### Short problem
Please restate the following records word for word.

### Provided data
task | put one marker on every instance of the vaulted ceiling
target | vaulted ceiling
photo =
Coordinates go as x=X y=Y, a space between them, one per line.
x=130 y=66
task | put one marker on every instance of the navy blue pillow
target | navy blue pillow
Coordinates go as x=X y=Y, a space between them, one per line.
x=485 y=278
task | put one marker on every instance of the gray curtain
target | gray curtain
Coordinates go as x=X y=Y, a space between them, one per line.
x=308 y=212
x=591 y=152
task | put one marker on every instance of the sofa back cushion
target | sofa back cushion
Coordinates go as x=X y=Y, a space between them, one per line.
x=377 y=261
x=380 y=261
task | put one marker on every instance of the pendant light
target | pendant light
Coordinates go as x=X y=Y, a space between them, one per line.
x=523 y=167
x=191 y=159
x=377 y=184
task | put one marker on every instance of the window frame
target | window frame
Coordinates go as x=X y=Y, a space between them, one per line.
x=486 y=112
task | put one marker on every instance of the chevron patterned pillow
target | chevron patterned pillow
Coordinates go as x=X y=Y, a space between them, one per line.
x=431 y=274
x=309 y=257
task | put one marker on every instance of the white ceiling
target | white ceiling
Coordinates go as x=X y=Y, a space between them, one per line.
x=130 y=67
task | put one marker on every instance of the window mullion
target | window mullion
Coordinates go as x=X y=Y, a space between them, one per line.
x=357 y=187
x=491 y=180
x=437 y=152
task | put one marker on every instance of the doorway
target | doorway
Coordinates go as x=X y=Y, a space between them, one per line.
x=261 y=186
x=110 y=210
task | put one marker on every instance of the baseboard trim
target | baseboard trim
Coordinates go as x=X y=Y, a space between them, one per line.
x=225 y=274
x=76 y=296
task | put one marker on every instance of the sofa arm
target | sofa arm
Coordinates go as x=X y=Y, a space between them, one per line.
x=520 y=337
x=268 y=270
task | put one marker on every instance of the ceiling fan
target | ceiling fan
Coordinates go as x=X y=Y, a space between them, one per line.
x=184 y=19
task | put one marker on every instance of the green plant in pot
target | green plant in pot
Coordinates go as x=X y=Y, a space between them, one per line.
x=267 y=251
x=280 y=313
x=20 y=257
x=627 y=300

### Task answer
task | put one marker on every instance of the vaulted ceiling
target | vaulted ceiling
photo =
Coordinates go as x=X y=Y, a space between them, one per line.
x=130 y=66
task | put one marker on every instance of the navy blue pillow
target | navy blue pillow
Coordinates go as x=X y=Y, a space between them, one per line.
x=485 y=278
task | put one marker on every instance of the gray curtain
target | gray curtain
Coordinates go as x=X y=Y, a space between them, one per line.
x=308 y=212
x=591 y=152
task | put one marker on every instance of the sofa back cushion
target | sofa back cushion
Coordinates go as x=X y=Y, a space between them, one per line.
x=377 y=261
x=380 y=261
task | put one marker on every instance of the pendant light
target | pendant light
Coordinates go as x=X y=Y, a space between them, one per line.
x=523 y=167
x=191 y=159
x=377 y=184
task | put one marker on every instance of the window frame
target | window frame
Coordinates go as x=X y=Y, a space between them, one per line.
x=486 y=112
task | put one marker on every instance of the chevron patterned pillow
target | chevron patterned pillow
Coordinates go as x=X y=Y, a space between them, one per line.
x=431 y=274
x=309 y=257
task | put one marker on every instance of the white ceiling
target | white ceiling
Coordinates go as x=X y=Y, a space between them, one per line.
x=130 y=67
task | put one marker on every instance of the window mullion
target | window mullion
Coordinates go as x=X y=Y, a space between them, one per line.
x=357 y=187
x=491 y=180
x=437 y=152
task | put one marker on every instance of the doorway
target | doorway
Coordinates go as x=X y=Y, a space between them, one per line.
x=261 y=186
x=110 y=210
task | put one marker on every instance of the baseboard trim
target | baseboard trim
Coordinates go as x=X y=Y, a space between them, one per line.
x=225 y=274
x=76 y=296
task | put one marker on every instance of the sofa arm
target | sofa arm
Coordinates go as x=X y=Y, a space between them, one per line.
x=520 y=337
x=268 y=270
task | put one marker on every instance of the ceiling fan
target | ceiling fan
Coordinates go as x=X y=Y, a space between them, one per line.
x=184 y=19
task | put one marker on every instance of the green plant in pot
target | green plant in pot
Coordinates go as x=X y=Y, a space between them, one per line.
x=267 y=251
x=280 y=313
x=20 y=257
x=627 y=300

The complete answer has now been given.